**Material shown:**
Segment Open

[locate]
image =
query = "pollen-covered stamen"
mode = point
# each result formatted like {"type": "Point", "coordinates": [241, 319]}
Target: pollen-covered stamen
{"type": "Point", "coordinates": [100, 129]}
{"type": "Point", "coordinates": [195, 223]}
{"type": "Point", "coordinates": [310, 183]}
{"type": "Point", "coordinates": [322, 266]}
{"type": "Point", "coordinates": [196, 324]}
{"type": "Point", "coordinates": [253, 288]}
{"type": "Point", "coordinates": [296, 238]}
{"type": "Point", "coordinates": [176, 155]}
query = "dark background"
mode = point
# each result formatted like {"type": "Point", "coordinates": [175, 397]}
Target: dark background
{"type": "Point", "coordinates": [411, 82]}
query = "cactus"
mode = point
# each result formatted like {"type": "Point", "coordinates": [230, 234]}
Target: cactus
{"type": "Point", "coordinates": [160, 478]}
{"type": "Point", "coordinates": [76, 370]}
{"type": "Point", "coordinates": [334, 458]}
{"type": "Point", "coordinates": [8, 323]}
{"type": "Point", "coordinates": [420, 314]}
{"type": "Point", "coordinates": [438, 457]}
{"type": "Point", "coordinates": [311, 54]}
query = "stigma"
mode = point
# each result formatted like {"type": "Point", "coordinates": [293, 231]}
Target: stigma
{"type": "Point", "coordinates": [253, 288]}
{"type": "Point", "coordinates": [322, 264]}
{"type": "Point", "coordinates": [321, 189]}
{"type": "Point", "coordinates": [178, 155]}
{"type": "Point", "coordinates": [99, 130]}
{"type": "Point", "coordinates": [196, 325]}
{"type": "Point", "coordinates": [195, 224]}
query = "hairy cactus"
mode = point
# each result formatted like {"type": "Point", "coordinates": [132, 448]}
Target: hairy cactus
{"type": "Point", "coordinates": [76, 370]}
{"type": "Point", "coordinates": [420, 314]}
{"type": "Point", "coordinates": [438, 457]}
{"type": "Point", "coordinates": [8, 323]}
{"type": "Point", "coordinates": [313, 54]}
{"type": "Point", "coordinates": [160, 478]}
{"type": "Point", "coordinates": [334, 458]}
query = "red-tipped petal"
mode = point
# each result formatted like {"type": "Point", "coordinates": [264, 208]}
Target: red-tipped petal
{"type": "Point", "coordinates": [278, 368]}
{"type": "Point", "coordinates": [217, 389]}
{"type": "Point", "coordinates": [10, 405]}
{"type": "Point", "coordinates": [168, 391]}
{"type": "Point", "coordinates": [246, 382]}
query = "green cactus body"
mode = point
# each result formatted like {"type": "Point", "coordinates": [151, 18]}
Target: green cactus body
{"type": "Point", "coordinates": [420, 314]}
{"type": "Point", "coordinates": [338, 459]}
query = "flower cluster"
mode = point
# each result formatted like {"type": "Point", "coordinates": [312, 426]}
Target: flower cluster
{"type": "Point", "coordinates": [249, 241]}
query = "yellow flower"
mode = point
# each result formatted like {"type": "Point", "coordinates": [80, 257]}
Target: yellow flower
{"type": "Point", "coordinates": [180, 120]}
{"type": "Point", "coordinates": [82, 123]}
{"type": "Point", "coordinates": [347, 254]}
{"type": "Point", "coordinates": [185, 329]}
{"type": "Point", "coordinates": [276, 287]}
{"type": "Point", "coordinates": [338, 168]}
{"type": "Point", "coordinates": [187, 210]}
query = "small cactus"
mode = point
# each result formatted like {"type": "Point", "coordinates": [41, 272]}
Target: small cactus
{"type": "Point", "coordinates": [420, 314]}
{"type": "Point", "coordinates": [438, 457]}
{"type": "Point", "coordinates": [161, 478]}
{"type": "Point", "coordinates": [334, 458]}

Segment Closed

**Aim of the task:**
Each line of the listing above that contains the word "like" is to be copied.

**Response:**
# each result formatted like {"type": "Point", "coordinates": [241, 319]}
# each result formatted like {"type": "Point", "coordinates": [175, 397]}
# each result formatted like {"type": "Point", "coordinates": [230, 234]}
# each result formatted like {"type": "Point", "coordinates": [293, 231]}
# each result formatted like {"type": "Point", "coordinates": [132, 448]}
# each result formatted like {"type": "Point", "coordinates": [264, 208]}
# each result formatted like {"type": "Point", "coordinates": [151, 18]}
# each result formatted like {"type": "Point", "coordinates": [312, 426]}
# each result formatted like {"type": "Point", "coordinates": [80, 257]}
# each result formatted like {"type": "Point", "coordinates": [41, 272]}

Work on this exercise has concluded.